Task set —
- a) Copy the passage of the commit message between "There's a pretty" and "rust's lifetime model.", inclusive.
- b) Collect every line of the records that contains the string "brown", treating uppercase and lowercase as different.

Extract —
Add a `create_snapshot` function, that creates a RocksDB database
snapshot from the given database handle and returns it.
There's a pretty fantastic amount of horribly unsafe Rust going on here
- primarily caused by the fact that the rust-rocksdb snapshot type is,
unlike Iterator or ColumnFamily or any of the other types that really
*should* be, parametrized by the lifetime of a borrowed reference to its
owner database. The abstraction provided by Rustler doesn't allow
non-static lifetime-parametrized struct types to be returned back to
Erlang as resources, for some technical type-mismatch reasons but also
practically because relying on the Erlang garbage collector to free our
stuff doesn't fit at *all* with rust's lifetime model.
The workaround here is to use `mem::transmute` (I told you it was
crazy...) to turn the snapshot reference from a `Snapshot<'a>` to a
`Snapshot<'static>`, and pass *that*, along with a held ARC reference to
the owning DB, to Erlang, and then when the Erlang GC decides it's time
to free the snapshot, go *back* to a first unbounded, then elided
lifetime to force the snapshot to be dropped.

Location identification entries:

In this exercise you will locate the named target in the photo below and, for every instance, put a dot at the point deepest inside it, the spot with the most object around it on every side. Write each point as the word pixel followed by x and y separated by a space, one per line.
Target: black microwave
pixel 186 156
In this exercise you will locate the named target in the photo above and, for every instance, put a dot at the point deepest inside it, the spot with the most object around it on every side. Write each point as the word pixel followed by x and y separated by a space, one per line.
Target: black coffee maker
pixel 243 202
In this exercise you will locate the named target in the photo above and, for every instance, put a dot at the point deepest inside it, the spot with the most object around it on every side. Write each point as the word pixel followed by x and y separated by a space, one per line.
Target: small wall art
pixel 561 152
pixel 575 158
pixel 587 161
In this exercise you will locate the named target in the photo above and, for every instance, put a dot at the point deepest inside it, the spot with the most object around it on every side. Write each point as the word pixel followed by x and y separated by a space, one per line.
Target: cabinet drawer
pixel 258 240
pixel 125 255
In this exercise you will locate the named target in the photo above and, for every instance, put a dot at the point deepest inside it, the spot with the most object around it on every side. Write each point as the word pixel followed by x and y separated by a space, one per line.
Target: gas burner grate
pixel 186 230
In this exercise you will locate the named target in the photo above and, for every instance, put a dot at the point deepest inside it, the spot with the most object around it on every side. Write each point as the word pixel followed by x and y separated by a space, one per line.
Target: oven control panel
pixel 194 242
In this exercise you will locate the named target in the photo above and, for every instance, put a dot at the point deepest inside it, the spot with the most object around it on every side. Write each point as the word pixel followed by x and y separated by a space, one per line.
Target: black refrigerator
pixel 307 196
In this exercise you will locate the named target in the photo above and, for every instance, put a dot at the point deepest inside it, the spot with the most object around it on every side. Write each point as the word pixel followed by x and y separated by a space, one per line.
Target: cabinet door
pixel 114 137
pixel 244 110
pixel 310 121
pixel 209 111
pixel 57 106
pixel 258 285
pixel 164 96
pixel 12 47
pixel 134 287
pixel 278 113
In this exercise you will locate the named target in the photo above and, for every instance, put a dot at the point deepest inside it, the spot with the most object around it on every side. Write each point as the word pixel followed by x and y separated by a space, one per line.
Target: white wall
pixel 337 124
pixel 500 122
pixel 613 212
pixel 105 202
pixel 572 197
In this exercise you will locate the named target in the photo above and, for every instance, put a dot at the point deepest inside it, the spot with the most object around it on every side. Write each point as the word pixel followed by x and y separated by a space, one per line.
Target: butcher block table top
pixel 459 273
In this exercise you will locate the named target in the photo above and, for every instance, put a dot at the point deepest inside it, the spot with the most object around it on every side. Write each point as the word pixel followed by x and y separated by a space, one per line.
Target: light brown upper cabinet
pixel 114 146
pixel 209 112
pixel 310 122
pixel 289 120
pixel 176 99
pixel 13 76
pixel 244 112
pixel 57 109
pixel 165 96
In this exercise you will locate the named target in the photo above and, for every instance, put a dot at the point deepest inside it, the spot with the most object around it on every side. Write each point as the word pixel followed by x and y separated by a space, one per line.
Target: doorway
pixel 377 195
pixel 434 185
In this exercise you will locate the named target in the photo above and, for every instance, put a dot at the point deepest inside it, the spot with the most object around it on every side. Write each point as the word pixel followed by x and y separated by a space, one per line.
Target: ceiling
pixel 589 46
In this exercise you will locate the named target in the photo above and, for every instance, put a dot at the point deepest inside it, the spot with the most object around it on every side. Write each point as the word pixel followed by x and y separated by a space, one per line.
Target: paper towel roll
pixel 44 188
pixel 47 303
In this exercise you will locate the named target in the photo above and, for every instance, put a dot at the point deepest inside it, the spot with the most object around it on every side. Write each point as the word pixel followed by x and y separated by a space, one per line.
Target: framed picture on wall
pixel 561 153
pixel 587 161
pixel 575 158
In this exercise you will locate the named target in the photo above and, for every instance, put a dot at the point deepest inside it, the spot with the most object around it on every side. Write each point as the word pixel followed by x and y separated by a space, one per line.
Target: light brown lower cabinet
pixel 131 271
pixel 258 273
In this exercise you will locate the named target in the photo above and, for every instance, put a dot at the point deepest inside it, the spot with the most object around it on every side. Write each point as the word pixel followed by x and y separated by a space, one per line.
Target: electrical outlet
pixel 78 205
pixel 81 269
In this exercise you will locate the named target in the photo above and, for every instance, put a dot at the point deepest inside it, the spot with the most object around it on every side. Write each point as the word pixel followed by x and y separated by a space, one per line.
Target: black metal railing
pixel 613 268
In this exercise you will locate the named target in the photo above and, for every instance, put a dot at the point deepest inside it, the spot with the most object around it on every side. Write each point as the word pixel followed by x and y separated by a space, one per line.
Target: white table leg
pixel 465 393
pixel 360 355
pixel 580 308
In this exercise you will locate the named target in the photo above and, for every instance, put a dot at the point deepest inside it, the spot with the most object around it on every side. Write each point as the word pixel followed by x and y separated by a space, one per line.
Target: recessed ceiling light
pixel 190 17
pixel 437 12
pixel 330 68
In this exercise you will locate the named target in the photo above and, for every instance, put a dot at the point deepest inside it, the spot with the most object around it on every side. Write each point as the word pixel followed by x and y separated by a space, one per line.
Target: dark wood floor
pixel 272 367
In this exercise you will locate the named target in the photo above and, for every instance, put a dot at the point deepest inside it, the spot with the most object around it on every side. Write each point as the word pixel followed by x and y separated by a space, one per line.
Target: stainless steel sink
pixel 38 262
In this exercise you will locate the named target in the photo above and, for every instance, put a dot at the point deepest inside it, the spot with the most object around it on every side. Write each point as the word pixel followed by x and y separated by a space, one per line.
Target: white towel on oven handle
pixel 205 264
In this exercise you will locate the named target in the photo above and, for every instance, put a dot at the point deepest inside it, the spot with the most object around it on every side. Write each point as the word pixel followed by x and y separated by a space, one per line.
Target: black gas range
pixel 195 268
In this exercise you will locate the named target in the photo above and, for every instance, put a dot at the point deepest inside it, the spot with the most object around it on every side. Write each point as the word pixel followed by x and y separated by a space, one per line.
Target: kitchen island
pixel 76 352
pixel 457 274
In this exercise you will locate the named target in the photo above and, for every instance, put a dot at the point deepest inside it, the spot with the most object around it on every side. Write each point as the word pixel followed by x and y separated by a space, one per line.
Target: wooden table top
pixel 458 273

Results —
- a)
There's a pretty fantastic amount of horribly unsafe Rust going on here
- primarily caused by the fact that the rust-rocksdb snapshot type is,
unlike Iterator or ColumnFamily or any of the other types that really
*should* be, parametrized by the lifetime of a borrowed reference to its
owner database. The abstraction provided by Rustler doesn't allow
non-static lifetime-parametrized struct types to be returned back to
Erlang as resources, for some technical type-mismatch reasons but also
practically because relying on the Erlang garbage collector to free our
stuff doesn't fit at *all* with rust's lifetime model.

- b)
Target: light brown upper cabinet
Target: light brown lower cabinet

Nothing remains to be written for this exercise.